Point annotation records
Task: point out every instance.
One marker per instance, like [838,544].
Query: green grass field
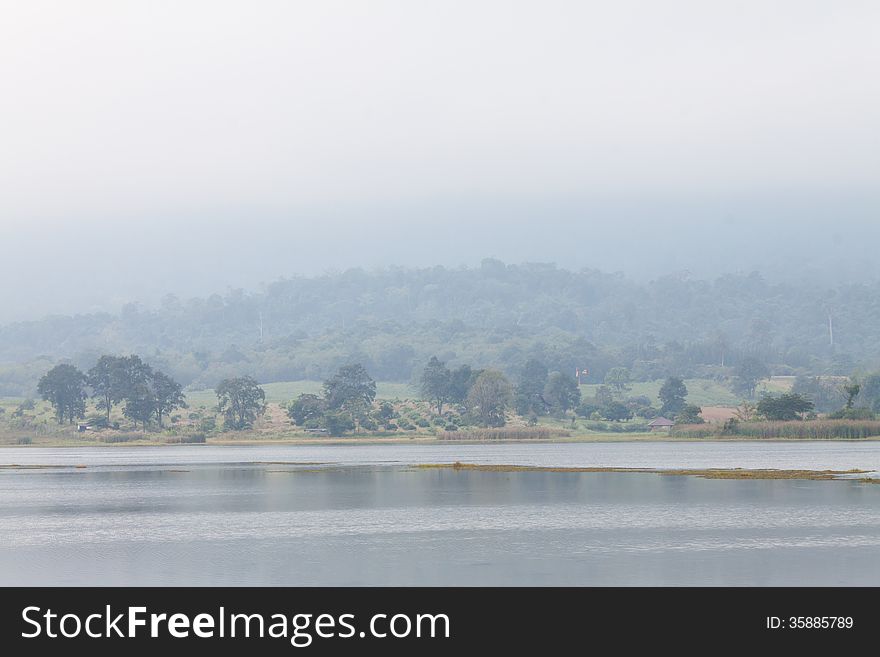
[702,392]
[285,391]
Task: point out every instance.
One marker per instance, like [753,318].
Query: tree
[673,393]
[167,393]
[870,392]
[435,383]
[489,398]
[240,400]
[562,392]
[746,412]
[109,382]
[338,422]
[140,399]
[64,386]
[851,390]
[140,403]
[306,408]
[350,389]
[461,380]
[616,411]
[529,396]
[689,414]
[618,378]
[748,373]
[788,406]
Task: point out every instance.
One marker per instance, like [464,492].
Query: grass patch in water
[706,473]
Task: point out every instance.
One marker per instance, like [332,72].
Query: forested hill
[499,315]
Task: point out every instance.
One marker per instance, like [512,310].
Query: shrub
[504,433]
[186,439]
[797,429]
[121,437]
[853,414]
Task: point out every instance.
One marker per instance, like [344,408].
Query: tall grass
[808,430]
[503,433]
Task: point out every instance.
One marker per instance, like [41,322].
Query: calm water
[229,516]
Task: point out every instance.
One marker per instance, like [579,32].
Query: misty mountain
[393,320]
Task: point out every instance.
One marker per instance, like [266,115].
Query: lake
[361,515]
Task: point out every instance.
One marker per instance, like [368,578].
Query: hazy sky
[186,146]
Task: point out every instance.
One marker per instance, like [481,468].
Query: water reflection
[274,524]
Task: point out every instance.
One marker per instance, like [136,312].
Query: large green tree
[168,394]
[618,378]
[64,386]
[306,408]
[673,394]
[785,407]
[748,373]
[108,380]
[461,380]
[351,389]
[240,400]
[529,394]
[435,383]
[489,398]
[562,392]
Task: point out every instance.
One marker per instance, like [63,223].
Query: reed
[803,430]
[503,433]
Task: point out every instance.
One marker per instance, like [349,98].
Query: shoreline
[423,440]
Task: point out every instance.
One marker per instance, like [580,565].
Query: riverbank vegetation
[121,399]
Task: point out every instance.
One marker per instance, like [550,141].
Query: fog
[188,147]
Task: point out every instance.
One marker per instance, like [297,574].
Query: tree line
[144,393]
[494,315]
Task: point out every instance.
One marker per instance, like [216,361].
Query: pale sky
[232,142]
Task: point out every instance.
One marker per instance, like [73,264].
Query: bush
[797,429]
[338,423]
[121,437]
[186,439]
[504,433]
[852,414]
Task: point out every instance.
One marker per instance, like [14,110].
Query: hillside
[497,315]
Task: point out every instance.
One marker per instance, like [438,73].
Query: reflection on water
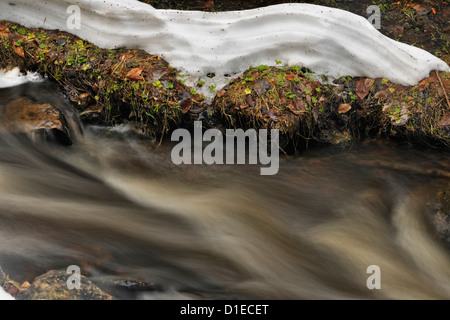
[115,206]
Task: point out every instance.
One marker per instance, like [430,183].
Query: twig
[443,88]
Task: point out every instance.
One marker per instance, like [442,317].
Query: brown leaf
[25,285]
[135,74]
[369,82]
[418,8]
[209,5]
[380,94]
[271,115]
[250,100]
[361,89]
[186,104]
[445,121]
[220,92]
[4,31]
[290,76]
[19,51]
[343,108]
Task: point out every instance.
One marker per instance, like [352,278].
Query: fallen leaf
[445,121]
[343,108]
[220,92]
[135,74]
[4,31]
[290,76]
[250,100]
[25,285]
[418,7]
[186,104]
[380,94]
[369,82]
[19,51]
[210,4]
[271,115]
[361,89]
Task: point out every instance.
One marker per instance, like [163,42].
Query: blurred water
[118,207]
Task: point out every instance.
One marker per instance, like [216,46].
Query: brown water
[117,208]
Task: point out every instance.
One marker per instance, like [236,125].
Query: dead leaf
[418,8]
[19,51]
[4,31]
[25,285]
[210,4]
[250,100]
[220,92]
[361,89]
[271,115]
[369,82]
[343,108]
[186,104]
[445,121]
[380,94]
[135,74]
[290,76]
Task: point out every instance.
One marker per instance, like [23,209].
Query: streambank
[112,86]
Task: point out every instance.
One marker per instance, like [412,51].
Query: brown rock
[53,286]
[23,115]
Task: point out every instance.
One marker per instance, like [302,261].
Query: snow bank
[328,41]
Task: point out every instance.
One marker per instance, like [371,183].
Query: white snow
[327,40]
[4,295]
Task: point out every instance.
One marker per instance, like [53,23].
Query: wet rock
[125,288]
[261,87]
[53,286]
[24,116]
[92,114]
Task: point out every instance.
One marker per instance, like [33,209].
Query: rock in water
[39,110]
[53,286]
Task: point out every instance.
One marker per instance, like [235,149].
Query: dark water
[118,208]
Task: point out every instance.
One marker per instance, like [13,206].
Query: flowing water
[116,206]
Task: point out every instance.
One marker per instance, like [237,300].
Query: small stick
[443,88]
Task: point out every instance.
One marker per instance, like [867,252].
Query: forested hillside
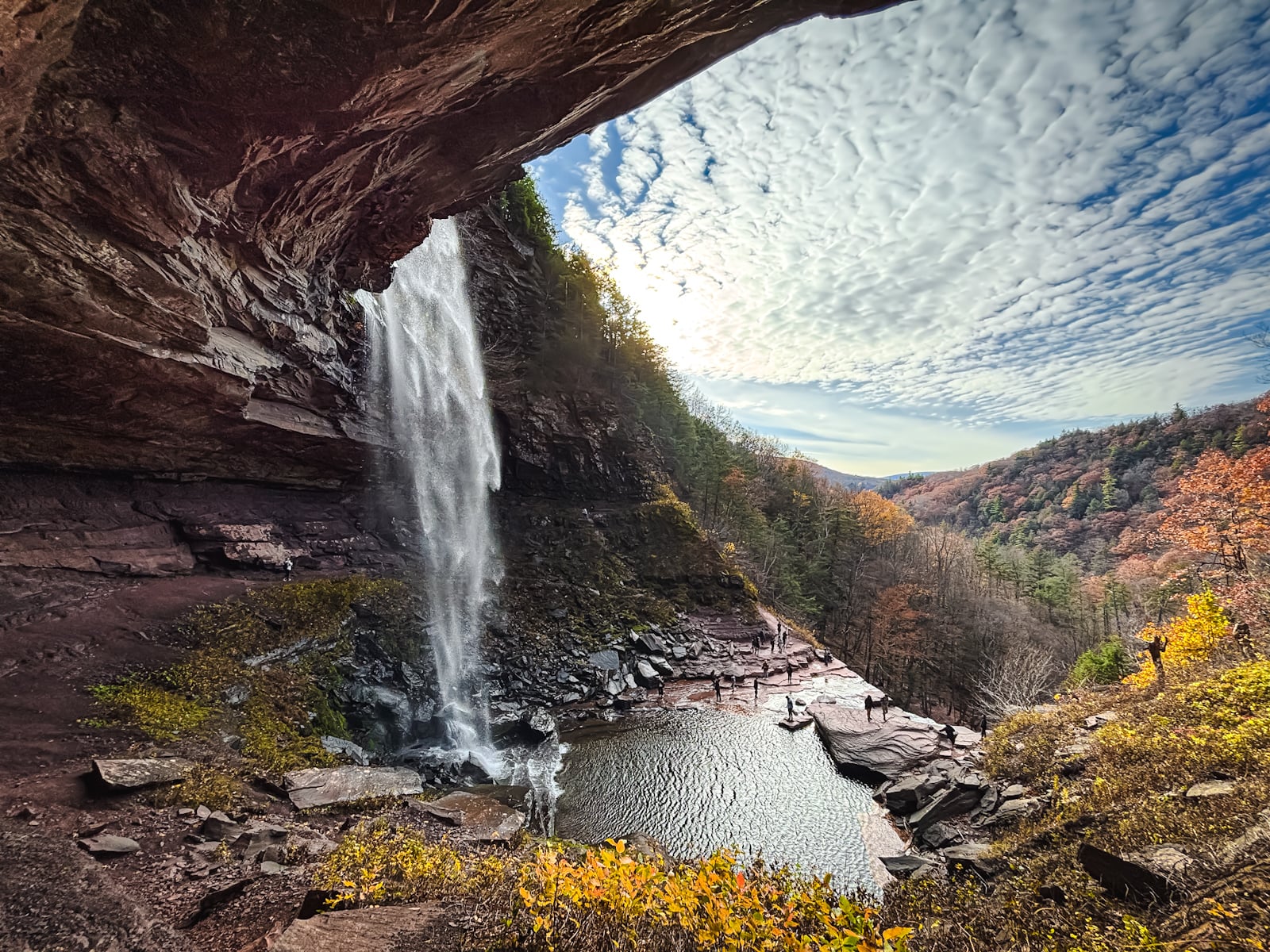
[910,606]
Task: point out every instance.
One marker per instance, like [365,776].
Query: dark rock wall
[190,188]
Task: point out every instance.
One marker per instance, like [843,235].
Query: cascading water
[427,368]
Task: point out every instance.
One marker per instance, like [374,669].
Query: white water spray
[427,367]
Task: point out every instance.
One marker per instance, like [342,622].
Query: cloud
[1000,213]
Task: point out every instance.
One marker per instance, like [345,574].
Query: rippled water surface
[696,780]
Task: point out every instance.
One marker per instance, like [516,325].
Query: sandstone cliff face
[190,188]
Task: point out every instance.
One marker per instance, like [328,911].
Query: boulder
[907,866]
[219,827]
[973,857]
[258,838]
[1018,809]
[606,660]
[1210,789]
[1099,720]
[1168,860]
[888,748]
[324,786]
[954,801]
[133,774]
[482,818]
[939,835]
[645,674]
[107,846]
[359,930]
[651,644]
[1126,879]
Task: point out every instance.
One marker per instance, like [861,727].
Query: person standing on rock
[1156,647]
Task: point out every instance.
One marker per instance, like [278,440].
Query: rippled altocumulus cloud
[994,211]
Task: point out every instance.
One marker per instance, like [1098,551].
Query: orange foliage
[1222,509]
[880,520]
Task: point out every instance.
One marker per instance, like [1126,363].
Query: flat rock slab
[1210,789]
[146,772]
[359,930]
[324,786]
[1126,879]
[795,724]
[888,748]
[108,846]
[484,818]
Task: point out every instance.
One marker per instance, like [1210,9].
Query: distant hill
[1092,493]
[849,480]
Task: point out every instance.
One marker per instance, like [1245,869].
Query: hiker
[1156,647]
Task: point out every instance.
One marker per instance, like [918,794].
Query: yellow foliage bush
[1191,639]
[613,899]
[379,863]
[610,898]
[152,708]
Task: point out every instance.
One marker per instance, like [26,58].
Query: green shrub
[1105,664]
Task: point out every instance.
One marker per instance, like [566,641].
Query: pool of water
[698,778]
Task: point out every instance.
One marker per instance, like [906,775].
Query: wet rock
[482,818]
[939,835]
[146,772]
[645,674]
[105,846]
[1126,879]
[347,748]
[1210,789]
[606,660]
[973,857]
[220,827]
[887,748]
[324,786]
[651,644]
[908,866]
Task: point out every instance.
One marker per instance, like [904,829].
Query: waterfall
[427,370]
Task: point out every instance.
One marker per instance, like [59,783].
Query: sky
[925,238]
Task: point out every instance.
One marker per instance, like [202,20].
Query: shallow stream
[696,778]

▶ **Written exercise**
Reproduce the listing above exactly, excluding all pictures.

▶ **Response**
Task: point out every instance.
One marker per instance, like [838,544].
Query: green grass field
[702,392]
[285,391]
Task: point out every instance.
One marker per instance, like [753,318].
Query: tree
[673,393]
[167,393]
[870,392]
[435,383]
[489,398]
[240,400]
[562,392]
[746,412]
[109,382]
[338,422]
[140,399]
[64,386]
[851,390]
[140,403]
[306,408]
[350,389]
[461,380]
[616,411]
[529,396]
[689,414]
[618,378]
[748,373]
[788,406]
Task: point out every instance.
One marker per instance, like [464,492].
Query: grass patch in water
[706,473]
Task: point out every instance.
One marker per instance, like [332,72].
Query: forested hill
[499,315]
Task: point out every instance.
One marker per instance, like [512,310].
Query: shrub
[504,433]
[186,439]
[797,429]
[121,437]
[853,414]
Task: point out every instance.
One marker per instance, like [344,408].
Query: tall grass
[808,430]
[503,433]
Task: point out every instance.
One marker per instance, like [41,322].
Query: calm water
[229,516]
Task: point out every instance.
One marker per instance, like [579,32].
Query: misty mountain
[393,320]
Task: point out every instance.
One marker per instance, like [266,115].
Query: lake
[361,515]
Task: point out every instance.
One marker per instance, like [368,578].
Query: hazy sky
[186,146]
Task: point out every instance.
One marker per instance, like [481,468].
Query: water reflection
[274,524]
Task: point out every instance.
One marker per instance, like [136,312].
Query: large green tree
[168,394]
[618,378]
[64,386]
[306,408]
[673,394]
[785,407]
[748,373]
[108,380]
[461,380]
[351,389]
[240,400]
[529,394]
[435,383]
[489,398]
[562,392]
Task: point out every instance.
One marker per instance, like [63,223].
Query: reed
[803,430]
[503,433]
Task: point out every instance.
One marker per instance, like [349,98].
Query: shoreline
[423,440]
Task: point out every instance.
One marker per instance, like [580,565].
Query: riverbank vegetation
[121,399]
Task: point out every instance.
One marker per instance, like [550,141].
Query: fog
[188,147]
Task: point out every instance.
One marker per instance, like [297,574].
Query: tree line
[144,393]
[494,315]
Task: point out every instance.
One marker per instance, like [216,361].
Query: pale sky
[232,142]
Task: point out every instance.
One marker per instance, like [73,264].
Query: bush
[797,429]
[338,423]
[121,437]
[186,439]
[504,433]
[852,414]
Task: point out every instance.
One marker per instance, like [14,110].
Query: hillside
[497,315]
Task: point out every instance.
One marker per instance, like [438,73].
Query: reflection on water
[115,206]
Task: point out every instance.
One marker per instance, like [430,183].
Query: twig
[443,88]
Task: point out every instance.
One marker per instance, like [442,317].
Query: brown leaf
[25,285]
[135,74]
[369,82]
[418,8]
[209,5]
[380,94]
[271,115]
[250,100]
[361,89]
[186,104]
[445,121]
[220,92]
[4,31]
[290,76]
[19,51]
[343,108]
Task: point out every instance.
One marker per instance, like [352,278].
Query: fallen leaf
[445,121]
[343,108]
[220,92]
[135,74]
[4,31]
[290,76]
[250,100]
[25,285]
[418,7]
[186,104]
[380,94]
[369,82]
[19,51]
[210,4]
[271,115]
[361,89]
Task: point out every instance.
One marker per instance, like [163,42].
Query: blurred water
[118,207]
Task: point out every instance.
One marker per instance, like [216,46].
Query: brown water
[117,208]
Task: point out every instance.
One marker per instance, like [236,125].
Query: dead leaf
[418,8]
[19,51]
[4,31]
[25,285]
[210,4]
[250,100]
[220,92]
[361,89]
[271,115]
[369,82]
[343,108]
[186,104]
[445,121]
[380,94]
[135,74]
[290,76]
Task: point out every instance.
One marker per instance, like [23,209].
Query: streambank
[112,86]
Task: point out every instance.
One marker per instance, like [412,51].
Query: brown rock
[53,286]
[23,115]
Task: point out every instance.
One marker per instance, like [302,261].
Query: snow bank
[328,41]
Task: point out every instance.
One marker per instance, like [371,183].
Query: white snow
[327,40]
[4,295]
Task: point out every instance.
One marker per instance, like [53,23].
Query: wet rock
[125,288]
[261,87]
[53,286]
[24,116]
[92,114]
Task: point out every instance.
One marker per instance, like [33,209].
Query: rock in water
[39,110]
[53,286]
Task: point out every instance.
One marker per instance, like [235,149].
Query: dark water
[118,208]
Task: point out every instance.
One marker per instance, like [13,206].
Query: flowing water
[116,206]
Task: point out every instance.
One marker per instance, like [237,300].
Query: small stick
[443,88]
Task: point out every instance.
One marker per instance, like [867,252].
Query: forested hillside
[910,606]
Task: point out every instance.
One marker per instance, like [365,776].
Query: dark rock wall
[190,188]
Task: point out every instance.
One marker per instance, like [843,235].
Query: cascading water
[427,368]
Task: point out every instance.
One marker per instance, like [374,669].
Query: white water spray
[427,367]
Task: point out every instance.
One marker per instance, like [342,622].
Query: cloud
[1000,213]
Task: point out every instance.
One marker per instance, like [345,574].
Query: rippled water surface
[696,780]
Task: point out every instance.
One marker per instance, like [516,325].
Query: sandstone cliff face
[190,188]
Task: point out every instance.
One marker per instance, like [328,911].
Query: boulder
[907,866]
[219,827]
[973,857]
[258,838]
[1018,809]
[606,660]
[1210,789]
[1099,720]
[1168,860]
[888,748]
[324,786]
[954,801]
[133,774]
[482,818]
[939,835]
[645,674]
[107,846]
[359,930]
[651,644]
[1126,879]
Task: point out every instance.
One marker per instance, like [861,727].
Query: person standing on rock
[1156,647]
Task: point out every instance.
One marker per instance, like [278,440].
Query: rippled altocumulus cloud
[994,211]
Task: point out every instance.
One marker per instance, like [1098,551].
Query: orange foliage
[1222,509]
[880,520]
Task: point out every instance.
One marker per instance, like [1126,363].
Query: flat rock slab
[1210,789]
[146,772]
[359,930]
[324,786]
[1126,879]
[795,724]
[888,748]
[108,846]
[484,818]
Task: point out every instance.
One marker per instance, like [1210,9].
Query: distant hill
[1092,493]
[849,480]
Task: point out every instance.
One marker per instance, like [1245,869].
Query: hiker
[1156,647]
Task: point out every instance.
One marker per instance, like [918,794].
Query: yellow foliage bush
[1191,639]
[613,899]
[379,863]
[610,898]
[152,708]
Task: point out every instance.
One marker per instance, like [26,58].
Query: green shrub
[1105,664]
Task: point out every instance.
One marker per instance, like [566,641].
Query: pool of water
[698,778]
Task: point out every instance.
One marker per instance, like [906,775].
Query: wet rock
[482,818]
[939,835]
[146,772]
[645,674]
[105,846]
[1126,879]
[347,748]
[1210,789]
[606,660]
[973,857]
[220,827]
[887,748]
[324,786]
[651,644]
[908,866]
Task: point out every instance.
One marker per instance, like [904,829].
Query: waterfall
[427,370]
Task: point out every instance.
One marker per instance, like [59,783].
Query: sky
[925,238]
Task: point out every instance.
One marker per instance, like [202,20].
Query: shallow stream
[696,778]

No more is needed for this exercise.